- _Problem statement_
Retype all of the following lines without changing anything.

=== Input records ===

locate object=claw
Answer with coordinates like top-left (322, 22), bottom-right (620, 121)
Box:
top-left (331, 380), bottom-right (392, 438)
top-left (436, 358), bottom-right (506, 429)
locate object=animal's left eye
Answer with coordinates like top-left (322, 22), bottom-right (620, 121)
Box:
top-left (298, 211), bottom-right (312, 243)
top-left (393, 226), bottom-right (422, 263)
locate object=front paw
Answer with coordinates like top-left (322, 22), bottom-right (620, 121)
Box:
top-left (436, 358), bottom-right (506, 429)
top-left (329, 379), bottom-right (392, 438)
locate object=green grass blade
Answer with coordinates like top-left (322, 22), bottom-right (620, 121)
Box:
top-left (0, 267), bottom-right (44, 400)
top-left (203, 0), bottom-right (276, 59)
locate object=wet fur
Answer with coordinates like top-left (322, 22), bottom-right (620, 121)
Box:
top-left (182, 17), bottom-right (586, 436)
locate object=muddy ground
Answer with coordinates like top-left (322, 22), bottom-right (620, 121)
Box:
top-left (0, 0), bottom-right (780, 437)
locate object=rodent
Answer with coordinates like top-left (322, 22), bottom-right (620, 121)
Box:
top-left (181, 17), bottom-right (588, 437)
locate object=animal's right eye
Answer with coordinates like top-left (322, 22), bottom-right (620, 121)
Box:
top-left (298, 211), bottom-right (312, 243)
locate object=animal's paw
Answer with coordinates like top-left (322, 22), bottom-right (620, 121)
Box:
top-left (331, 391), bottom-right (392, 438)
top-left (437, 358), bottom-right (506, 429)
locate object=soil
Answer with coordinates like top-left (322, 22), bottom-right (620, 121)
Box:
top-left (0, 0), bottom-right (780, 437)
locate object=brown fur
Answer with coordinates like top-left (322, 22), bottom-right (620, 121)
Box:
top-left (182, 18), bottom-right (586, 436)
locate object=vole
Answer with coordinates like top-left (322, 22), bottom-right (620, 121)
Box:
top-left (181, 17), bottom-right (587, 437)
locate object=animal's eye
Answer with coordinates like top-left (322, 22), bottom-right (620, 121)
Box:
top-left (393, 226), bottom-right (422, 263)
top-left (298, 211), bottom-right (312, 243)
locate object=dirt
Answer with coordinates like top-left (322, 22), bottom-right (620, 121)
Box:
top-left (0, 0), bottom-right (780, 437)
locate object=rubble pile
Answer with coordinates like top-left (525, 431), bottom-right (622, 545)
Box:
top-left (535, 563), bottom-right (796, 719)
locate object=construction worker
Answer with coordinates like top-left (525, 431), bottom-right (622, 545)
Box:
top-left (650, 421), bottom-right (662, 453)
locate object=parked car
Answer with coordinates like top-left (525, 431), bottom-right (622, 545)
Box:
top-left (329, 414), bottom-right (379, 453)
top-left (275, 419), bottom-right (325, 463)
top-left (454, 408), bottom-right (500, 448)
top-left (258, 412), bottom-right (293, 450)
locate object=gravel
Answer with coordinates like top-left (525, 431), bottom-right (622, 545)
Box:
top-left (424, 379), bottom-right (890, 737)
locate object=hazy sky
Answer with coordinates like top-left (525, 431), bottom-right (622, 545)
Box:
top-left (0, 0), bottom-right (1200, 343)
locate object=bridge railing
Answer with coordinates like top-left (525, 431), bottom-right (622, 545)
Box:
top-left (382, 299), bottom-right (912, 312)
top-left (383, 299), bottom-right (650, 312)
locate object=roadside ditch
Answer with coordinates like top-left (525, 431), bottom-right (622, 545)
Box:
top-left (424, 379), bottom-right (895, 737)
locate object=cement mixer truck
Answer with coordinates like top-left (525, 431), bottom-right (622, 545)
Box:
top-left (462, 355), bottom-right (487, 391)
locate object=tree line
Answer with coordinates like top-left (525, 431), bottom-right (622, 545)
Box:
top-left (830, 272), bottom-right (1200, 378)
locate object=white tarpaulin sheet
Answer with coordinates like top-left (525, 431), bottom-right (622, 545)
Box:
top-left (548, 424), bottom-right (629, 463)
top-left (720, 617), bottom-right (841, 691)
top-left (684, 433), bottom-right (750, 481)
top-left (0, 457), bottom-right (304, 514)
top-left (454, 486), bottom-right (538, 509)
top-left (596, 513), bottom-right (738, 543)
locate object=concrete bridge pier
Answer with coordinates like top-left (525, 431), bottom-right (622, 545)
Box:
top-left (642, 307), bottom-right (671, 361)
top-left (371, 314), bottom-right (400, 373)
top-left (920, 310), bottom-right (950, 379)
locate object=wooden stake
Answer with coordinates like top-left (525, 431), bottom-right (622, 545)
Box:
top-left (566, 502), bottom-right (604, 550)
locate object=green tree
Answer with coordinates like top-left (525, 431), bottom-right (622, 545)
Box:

===

- _Result for this exercise_
locate object=claw
Answer with coordinates like top-left (322, 22), bottom-right (620, 121)
Box:
top-left (331, 380), bottom-right (392, 438)
top-left (436, 358), bottom-right (506, 429)
locate object=animal's left eye
Answer with coordinates like top-left (322, 22), bottom-right (620, 121)
Box:
top-left (298, 211), bottom-right (312, 243)
top-left (393, 226), bottom-right (422, 263)
locate object=front paw
Answer with coordinates like top-left (322, 22), bottom-right (620, 121)
Box:
top-left (436, 358), bottom-right (506, 429)
top-left (329, 379), bottom-right (392, 438)
locate object=green grass blade
Answer with coordinates like top-left (322, 22), bottom-right (620, 121)
Box:
top-left (0, 267), bottom-right (44, 400)
top-left (203, 0), bottom-right (276, 59)
locate object=wet fur
Answer with coordinates like top-left (322, 22), bottom-right (620, 121)
Box:
top-left (182, 17), bottom-right (586, 436)
locate object=muddy ground
Answer with coordinates like top-left (322, 22), bottom-right (620, 121)
Box:
top-left (0, 0), bottom-right (780, 437)
locate object=rodent
Answer with coordinates like top-left (322, 22), bottom-right (620, 121)
Box:
top-left (181, 17), bottom-right (588, 437)
locate object=animal's right eye
Answer with coordinates like top-left (322, 22), bottom-right (620, 121)
Box:
top-left (298, 211), bottom-right (312, 243)
locate object=animal's paw
Answer with coordinates like top-left (322, 22), bottom-right (620, 121)
Box:
top-left (331, 391), bottom-right (392, 438)
top-left (437, 358), bottom-right (506, 429)
locate object=soil
Answer with coordinates like top-left (322, 22), bottom-right (620, 121)
Box:
top-left (0, 0), bottom-right (780, 437)
locate object=brown fur
Answer with coordinates like top-left (322, 22), bottom-right (620, 121)
Box:
top-left (182, 18), bottom-right (586, 436)
locate object=vole
Answer with coordinates like top-left (322, 22), bottom-right (620, 121)
Box:
top-left (181, 17), bottom-right (587, 437)
locate object=animal's eye
Answer with coordinates like top-left (322, 22), bottom-right (620, 121)
Box:
top-left (393, 226), bottom-right (422, 263)
top-left (298, 211), bottom-right (312, 243)
locate object=dirt
Answer with coordinates like top-left (322, 22), bottom-right (620, 121)
Box:
top-left (0, 0), bottom-right (780, 437)
locate object=rubble pile
Answer with coordinates like top-left (525, 431), bottom-right (622, 545)
Box:
top-left (535, 563), bottom-right (796, 719)
locate object=construction worker
Answer with coordinates like top-left (525, 431), bottom-right (622, 545)
Box:
top-left (650, 421), bottom-right (662, 453)
locate object=parked car
Answer with coordinates like top-left (525, 431), bottom-right (622, 545)
Box:
top-left (329, 414), bottom-right (379, 453)
top-left (275, 419), bottom-right (325, 463)
top-left (454, 408), bottom-right (500, 448)
top-left (258, 412), bottom-right (293, 450)
locate object=gravel
Answer with coordinates like top-left (525, 431), bottom-right (622, 545)
Box:
top-left (424, 379), bottom-right (890, 737)
locate object=hazy sky
Answer with coordinates like top-left (525, 431), bottom-right (622, 545)
Box:
top-left (0, 0), bottom-right (1200, 343)
locate object=bridge railing
Answer with coordinates like top-left (525, 431), bottom-right (622, 545)
Box:
top-left (382, 299), bottom-right (912, 312)
top-left (383, 299), bottom-right (650, 312)
locate object=roadside ditch
Answer with coordinates like top-left (525, 431), bottom-right (622, 545)
Box:
top-left (424, 379), bottom-right (895, 737)
locate object=cement mixer truck
Answer with coordinates like top-left (525, 431), bottom-right (622, 545)
Box:
top-left (462, 355), bottom-right (487, 391)
locate object=tree line
Answer with coordinates like top-left (525, 431), bottom-right (622, 545)
Box:
top-left (830, 272), bottom-right (1200, 378)
locate object=white tarpaulin sheet
Answer with coordinates like top-left (525, 431), bottom-right (622, 545)
Box:
top-left (548, 424), bottom-right (629, 463)
top-left (720, 617), bottom-right (841, 691)
top-left (684, 433), bottom-right (750, 481)
top-left (0, 457), bottom-right (304, 514)
top-left (454, 486), bottom-right (538, 509)
top-left (596, 513), bottom-right (738, 543)
locate object=concrete bridge pier
Answer with coordinates like top-left (525, 431), bottom-right (622, 545)
Box:
top-left (642, 307), bottom-right (671, 361)
top-left (371, 314), bottom-right (400, 373)
top-left (920, 310), bottom-right (950, 379)
locate object=wooden stake
Answer with coordinates like top-left (525, 431), bottom-right (622, 545)
Box:
top-left (566, 502), bottom-right (604, 550)
locate object=green tree
Answer with coordinates like top-left (525, 431), bottom-right (622, 545)
Box:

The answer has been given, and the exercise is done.